Already on GitHub? Sign in to your account

Duplicacy 'check' command can be very slow #397

Open
jeffaco opened this Issue Apr 10, 2018 · 25 comments

Comments

Projects
None yet
5 participants
@jeffaco
Copy link
Contributor

jeffaco commented Apr 10, 2018

The duplicacy check command is very slow with specific storage backends. In particular, Google Drive is quite slow with large backup sets. See the two following logs.

First Azure:

$ time duplicacy check -storage azure -all
Storage set to azure://XXXXX/YYYYY
Listing all chunks
All chunks referenced by snapshot taltos-direct at revision 1 exist
All chunks referenced by snapshot taltos-direct at revision 2 exist
All chunks referenced by snapshot taltos-direct at revision 3 exist
All chunks referenced by snapshot taltos-direct at revision 4 exist
All chunks referenced by snapshot taltos at revision 1 exist
All chunks referenced by snapshot taltos at revision 2 exist
All chunks referenced by snapshot taltos at revision 3 exist
All chunks referenced by snapshot taltos at revision 4 exist

real    1m24.446s
user    0m17.736s
sys 0m0.821s
$

Now Google Drive:

$ time duplicacy check -storage gcd -all
Storage set to gcd://XXXXX/YYYYY
Listing all chunks
All chunks referenced by snapshot taltos at revision 1 exist
All chunks referenced by snapshot taltos at revision 2 exist
All chunks referenced by snapshot taltos at revision 3 exist
All chunks referenced by snapshot taltos at revision 4 exist

real    31m22.371s
user    0m6.230s
sys 0m0.542s
$

Note that Azure took 1 minute 24 seconds for the operation. Meanwhile, GCD took a whopping 31 1/2 minutes.

Investigation showed that the difference was in the storage backends. Azure implements an API that allows Duplicacy to get all the chunk metadata in a very small number of API calls. Meanwhile, GCD chunks are generally broken into 256 directories, and each of those directories need directory operations performed on them. Network/backend delays ultimate cause a dramatic speed difference.

The duplicacy check command should support the -threads parameter to allow multiple threads to collect the chunk data with considerably less delay. Yes, GCD has a limit to the number of concurrent operations. But some smallish number (like 8-16 threads), should be under the limits.

@TheBestPessimist

This comment has been minimized.

■ Data shown ■
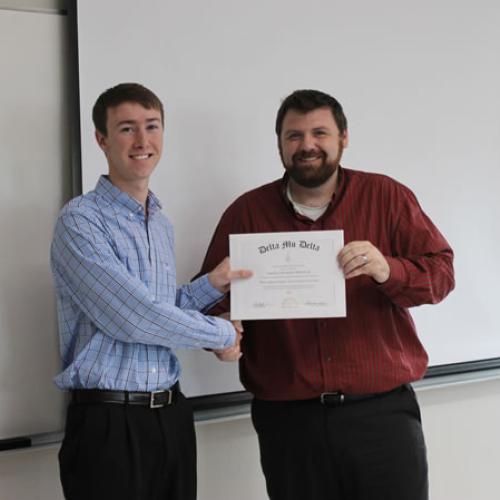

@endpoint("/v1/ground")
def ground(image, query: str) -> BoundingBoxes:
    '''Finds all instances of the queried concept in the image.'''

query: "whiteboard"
[0,10,70,440]
[77,0,500,396]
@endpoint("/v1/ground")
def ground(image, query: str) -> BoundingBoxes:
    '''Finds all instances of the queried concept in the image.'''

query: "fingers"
[337,241,390,283]
[228,269,253,281]
[208,257,253,293]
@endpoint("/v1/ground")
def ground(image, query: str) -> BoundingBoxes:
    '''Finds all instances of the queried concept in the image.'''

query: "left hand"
[208,257,252,293]
[214,313,243,361]
[337,241,391,283]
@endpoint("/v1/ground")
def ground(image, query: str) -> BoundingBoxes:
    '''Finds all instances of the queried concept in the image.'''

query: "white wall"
[0,380,500,500]
[0,0,500,500]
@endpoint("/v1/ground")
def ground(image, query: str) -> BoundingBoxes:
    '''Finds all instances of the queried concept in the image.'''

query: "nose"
[134,128,147,149]
[302,134,316,151]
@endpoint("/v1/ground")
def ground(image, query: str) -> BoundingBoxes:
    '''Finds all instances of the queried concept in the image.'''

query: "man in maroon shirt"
[198,90,454,500]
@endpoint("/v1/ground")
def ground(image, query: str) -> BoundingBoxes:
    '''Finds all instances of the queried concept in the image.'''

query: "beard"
[283,144,343,188]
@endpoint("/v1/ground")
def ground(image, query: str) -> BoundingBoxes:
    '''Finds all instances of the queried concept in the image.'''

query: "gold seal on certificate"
[229,230,346,320]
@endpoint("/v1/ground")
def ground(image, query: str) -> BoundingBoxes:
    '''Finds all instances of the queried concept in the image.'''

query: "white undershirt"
[286,184,330,220]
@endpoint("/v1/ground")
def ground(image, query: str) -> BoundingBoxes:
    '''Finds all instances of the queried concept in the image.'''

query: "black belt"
[319,386,405,406]
[71,382,180,408]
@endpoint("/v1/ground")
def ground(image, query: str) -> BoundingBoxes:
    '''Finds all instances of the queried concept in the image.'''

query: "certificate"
[229,230,346,320]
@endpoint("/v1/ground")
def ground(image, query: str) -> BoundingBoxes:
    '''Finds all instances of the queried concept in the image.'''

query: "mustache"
[292,149,326,161]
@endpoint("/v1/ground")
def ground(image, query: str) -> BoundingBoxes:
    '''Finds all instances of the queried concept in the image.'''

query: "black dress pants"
[252,386,428,500]
[59,394,196,500]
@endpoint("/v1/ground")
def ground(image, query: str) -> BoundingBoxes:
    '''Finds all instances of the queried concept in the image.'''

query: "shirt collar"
[95,175,161,215]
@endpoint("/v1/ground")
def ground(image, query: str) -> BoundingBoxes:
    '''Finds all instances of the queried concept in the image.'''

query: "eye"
[314,130,328,137]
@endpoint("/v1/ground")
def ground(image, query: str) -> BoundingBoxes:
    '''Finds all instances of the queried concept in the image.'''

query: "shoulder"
[56,191,112,230]
[343,168,414,198]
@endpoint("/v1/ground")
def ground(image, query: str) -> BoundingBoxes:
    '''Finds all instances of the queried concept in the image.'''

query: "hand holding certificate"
[229,230,346,320]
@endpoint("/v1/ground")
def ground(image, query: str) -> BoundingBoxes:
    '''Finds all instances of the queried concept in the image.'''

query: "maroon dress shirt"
[201,167,454,400]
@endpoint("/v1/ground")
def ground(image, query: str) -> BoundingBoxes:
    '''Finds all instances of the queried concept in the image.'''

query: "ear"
[95,130,107,152]
[340,129,349,149]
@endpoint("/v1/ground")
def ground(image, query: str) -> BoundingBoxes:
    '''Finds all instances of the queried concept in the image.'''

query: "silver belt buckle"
[149,391,172,408]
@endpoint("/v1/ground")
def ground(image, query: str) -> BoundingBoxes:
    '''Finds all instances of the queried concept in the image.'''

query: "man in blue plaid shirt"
[51,84,250,500]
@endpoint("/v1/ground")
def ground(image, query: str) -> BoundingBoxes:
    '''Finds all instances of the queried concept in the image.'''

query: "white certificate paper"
[229,230,346,320]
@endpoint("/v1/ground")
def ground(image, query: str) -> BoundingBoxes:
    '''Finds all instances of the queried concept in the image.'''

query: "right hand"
[214,313,243,362]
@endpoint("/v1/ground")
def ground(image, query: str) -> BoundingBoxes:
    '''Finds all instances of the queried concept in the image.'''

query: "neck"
[288,169,338,207]
[108,173,149,210]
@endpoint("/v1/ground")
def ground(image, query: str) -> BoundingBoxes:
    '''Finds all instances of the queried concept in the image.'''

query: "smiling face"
[279,107,348,188]
[96,102,163,196]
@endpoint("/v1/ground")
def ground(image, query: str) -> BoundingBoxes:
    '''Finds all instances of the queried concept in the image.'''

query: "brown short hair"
[92,83,164,136]
[275,90,347,137]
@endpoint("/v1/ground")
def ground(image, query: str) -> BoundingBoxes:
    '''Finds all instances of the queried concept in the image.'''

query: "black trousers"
[252,386,428,500]
[59,394,196,500]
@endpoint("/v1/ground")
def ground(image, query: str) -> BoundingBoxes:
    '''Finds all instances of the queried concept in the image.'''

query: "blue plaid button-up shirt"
[51,177,235,391]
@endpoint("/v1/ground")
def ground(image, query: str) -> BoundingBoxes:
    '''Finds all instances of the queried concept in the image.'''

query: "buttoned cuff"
[379,257,407,296]
[197,274,225,307]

■ Written exercise 1 ■
Extract from the issue the passage that begins at the words "jeffaco commented Apr" and stops after the words "two following logs.".
■ Written exercise 2 ■
Please answer these questions from the issue:
(a) How long did the check command take on Azure?
(b) Into how many directories are GCD chunks generally broken?
(c) What number of threads does the author suggest should be under the limits?
The records are separate material, unrelated to the issue.

■ Written response 1 ■
jeffaco commented Apr 10, 2018

The duplicacy check command is very slow with specific storage backends. In particular, Google Drive is quite slow with large backup sets. See the two following logs.

■ Written response 2 ■
(a) 1 minute 24 seconds.
(b) 256.
(c) 8 to 16 threads.